→ **Work item**: In the data below, find the line containing "For every instance of the bicycle saddle, find"; transcribe it and each line after it exactly, through the last, skipping pictures.
────────────────────────────────────────
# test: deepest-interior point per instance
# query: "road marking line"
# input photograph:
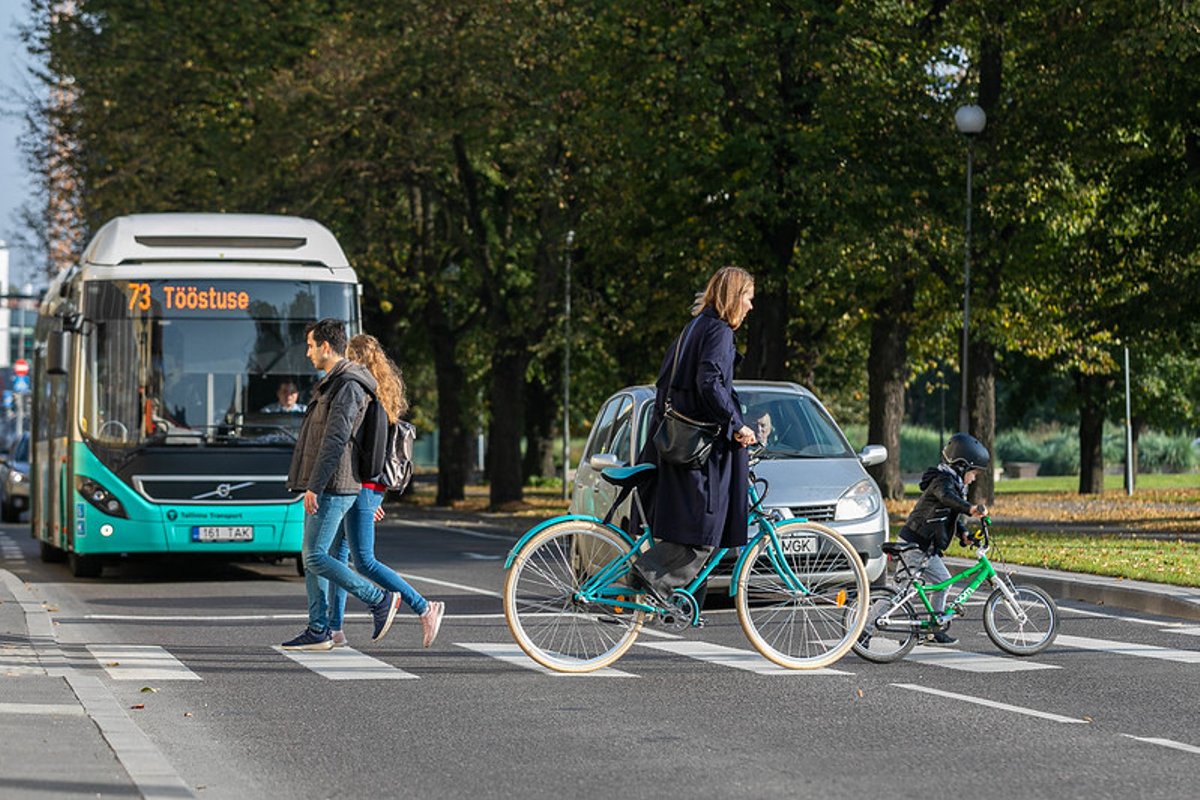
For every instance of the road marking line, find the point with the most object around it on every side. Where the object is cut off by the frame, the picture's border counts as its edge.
(733, 657)
(991, 704)
(345, 663)
(139, 662)
(969, 661)
(1129, 649)
(41, 709)
(513, 655)
(1121, 618)
(1164, 743)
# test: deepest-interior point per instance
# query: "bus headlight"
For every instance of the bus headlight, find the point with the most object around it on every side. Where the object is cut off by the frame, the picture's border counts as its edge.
(859, 501)
(100, 497)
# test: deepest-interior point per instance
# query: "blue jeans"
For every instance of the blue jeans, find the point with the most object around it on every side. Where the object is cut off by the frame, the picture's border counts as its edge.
(321, 570)
(357, 539)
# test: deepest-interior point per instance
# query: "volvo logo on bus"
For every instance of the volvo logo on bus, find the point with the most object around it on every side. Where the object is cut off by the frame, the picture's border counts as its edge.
(223, 491)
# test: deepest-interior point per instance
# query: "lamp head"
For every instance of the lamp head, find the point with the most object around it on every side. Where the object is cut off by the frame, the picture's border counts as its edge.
(970, 120)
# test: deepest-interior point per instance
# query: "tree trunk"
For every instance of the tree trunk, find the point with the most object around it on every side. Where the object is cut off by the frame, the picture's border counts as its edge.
(454, 437)
(887, 365)
(767, 341)
(1092, 396)
(507, 422)
(982, 409)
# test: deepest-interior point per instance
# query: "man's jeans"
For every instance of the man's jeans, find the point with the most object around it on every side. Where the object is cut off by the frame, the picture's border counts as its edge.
(321, 569)
(357, 539)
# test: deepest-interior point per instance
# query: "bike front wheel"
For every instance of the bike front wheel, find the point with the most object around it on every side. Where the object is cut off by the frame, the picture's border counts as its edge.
(885, 645)
(797, 600)
(1023, 625)
(543, 603)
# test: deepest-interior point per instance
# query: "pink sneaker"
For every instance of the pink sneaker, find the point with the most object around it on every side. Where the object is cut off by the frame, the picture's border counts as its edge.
(431, 620)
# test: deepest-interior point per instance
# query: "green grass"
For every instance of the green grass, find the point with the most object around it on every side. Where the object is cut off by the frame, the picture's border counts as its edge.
(1173, 561)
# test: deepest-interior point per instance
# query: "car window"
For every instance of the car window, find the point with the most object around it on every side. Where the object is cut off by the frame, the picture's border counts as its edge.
(601, 433)
(798, 426)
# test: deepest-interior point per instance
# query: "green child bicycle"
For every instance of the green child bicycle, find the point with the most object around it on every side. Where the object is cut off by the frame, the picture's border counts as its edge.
(570, 608)
(1021, 620)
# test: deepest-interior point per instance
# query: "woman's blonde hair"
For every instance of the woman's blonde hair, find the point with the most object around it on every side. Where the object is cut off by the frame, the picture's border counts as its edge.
(724, 294)
(365, 349)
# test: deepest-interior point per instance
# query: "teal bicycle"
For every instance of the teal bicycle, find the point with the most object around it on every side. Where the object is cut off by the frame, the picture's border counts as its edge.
(570, 608)
(1021, 620)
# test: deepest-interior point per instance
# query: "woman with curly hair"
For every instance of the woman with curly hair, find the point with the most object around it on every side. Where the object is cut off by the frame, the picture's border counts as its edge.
(359, 531)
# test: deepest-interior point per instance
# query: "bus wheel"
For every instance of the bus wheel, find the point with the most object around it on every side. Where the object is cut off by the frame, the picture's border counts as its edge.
(84, 566)
(52, 554)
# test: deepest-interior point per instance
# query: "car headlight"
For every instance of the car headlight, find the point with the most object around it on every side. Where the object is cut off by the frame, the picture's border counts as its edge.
(858, 501)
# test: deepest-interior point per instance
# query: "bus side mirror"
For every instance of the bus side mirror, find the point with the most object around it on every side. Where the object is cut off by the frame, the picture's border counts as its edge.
(58, 352)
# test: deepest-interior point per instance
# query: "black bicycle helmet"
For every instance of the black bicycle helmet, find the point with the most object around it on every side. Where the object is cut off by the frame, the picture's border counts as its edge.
(965, 452)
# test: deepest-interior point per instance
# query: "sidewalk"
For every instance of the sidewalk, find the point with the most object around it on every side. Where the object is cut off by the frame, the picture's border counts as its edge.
(64, 733)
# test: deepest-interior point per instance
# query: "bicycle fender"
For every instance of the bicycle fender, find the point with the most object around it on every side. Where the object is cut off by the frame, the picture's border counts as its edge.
(553, 521)
(747, 548)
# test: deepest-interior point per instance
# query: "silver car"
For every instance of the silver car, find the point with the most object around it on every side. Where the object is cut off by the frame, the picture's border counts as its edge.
(809, 467)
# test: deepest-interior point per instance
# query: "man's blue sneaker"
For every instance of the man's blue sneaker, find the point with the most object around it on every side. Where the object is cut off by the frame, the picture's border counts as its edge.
(384, 612)
(310, 641)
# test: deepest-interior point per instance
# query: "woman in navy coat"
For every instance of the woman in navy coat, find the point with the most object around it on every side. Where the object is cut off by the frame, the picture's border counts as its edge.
(697, 510)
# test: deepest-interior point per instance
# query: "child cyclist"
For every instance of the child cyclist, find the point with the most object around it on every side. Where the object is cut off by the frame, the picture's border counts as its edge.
(936, 518)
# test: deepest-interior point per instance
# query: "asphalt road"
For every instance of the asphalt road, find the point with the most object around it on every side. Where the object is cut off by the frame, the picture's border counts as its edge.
(1108, 711)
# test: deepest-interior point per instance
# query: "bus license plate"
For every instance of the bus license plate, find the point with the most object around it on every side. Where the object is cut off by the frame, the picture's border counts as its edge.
(799, 545)
(223, 534)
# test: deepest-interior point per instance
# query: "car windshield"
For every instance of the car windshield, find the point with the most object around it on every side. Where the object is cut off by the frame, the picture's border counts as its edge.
(792, 426)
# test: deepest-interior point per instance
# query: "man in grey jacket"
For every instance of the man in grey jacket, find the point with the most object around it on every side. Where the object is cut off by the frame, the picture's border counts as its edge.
(324, 468)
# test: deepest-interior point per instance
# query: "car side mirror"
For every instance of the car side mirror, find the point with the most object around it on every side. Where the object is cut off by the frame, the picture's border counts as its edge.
(604, 461)
(873, 455)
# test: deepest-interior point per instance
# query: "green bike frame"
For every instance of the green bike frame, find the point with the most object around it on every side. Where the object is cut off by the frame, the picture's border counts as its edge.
(600, 587)
(979, 573)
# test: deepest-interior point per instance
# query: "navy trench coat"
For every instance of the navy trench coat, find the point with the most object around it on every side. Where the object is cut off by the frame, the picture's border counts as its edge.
(705, 506)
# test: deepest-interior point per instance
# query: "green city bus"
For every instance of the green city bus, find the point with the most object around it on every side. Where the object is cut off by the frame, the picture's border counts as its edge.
(156, 364)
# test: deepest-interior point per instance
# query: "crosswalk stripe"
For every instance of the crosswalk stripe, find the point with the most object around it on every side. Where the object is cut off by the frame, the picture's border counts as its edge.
(966, 661)
(513, 655)
(139, 662)
(733, 657)
(345, 663)
(1129, 649)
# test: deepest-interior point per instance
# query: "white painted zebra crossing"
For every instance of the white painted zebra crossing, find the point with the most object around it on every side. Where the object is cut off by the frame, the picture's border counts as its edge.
(148, 663)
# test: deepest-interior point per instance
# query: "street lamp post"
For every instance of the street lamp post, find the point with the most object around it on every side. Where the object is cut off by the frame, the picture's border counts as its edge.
(567, 370)
(970, 120)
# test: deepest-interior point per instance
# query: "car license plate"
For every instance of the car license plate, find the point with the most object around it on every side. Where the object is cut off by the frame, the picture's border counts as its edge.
(223, 534)
(801, 545)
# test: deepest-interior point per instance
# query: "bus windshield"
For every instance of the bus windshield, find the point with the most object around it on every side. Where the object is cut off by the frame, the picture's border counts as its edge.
(202, 362)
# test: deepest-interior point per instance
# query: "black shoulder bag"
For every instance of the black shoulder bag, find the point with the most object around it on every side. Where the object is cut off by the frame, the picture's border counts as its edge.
(679, 439)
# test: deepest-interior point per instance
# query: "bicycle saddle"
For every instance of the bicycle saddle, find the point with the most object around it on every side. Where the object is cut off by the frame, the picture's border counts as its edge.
(895, 548)
(624, 476)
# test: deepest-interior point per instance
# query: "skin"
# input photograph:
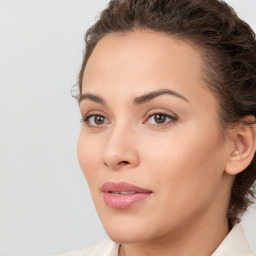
────────────────────────────────────────
→ **Task answer**:
For every instance of the bicycle saddle, find the point with the most object around it on every side. Where the object is cut off by the frame, the picture's border counts as its edge.
(895, 548)
(624, 476)
# test: deepest-interior point per instance
# query: "skin"
# input photograph:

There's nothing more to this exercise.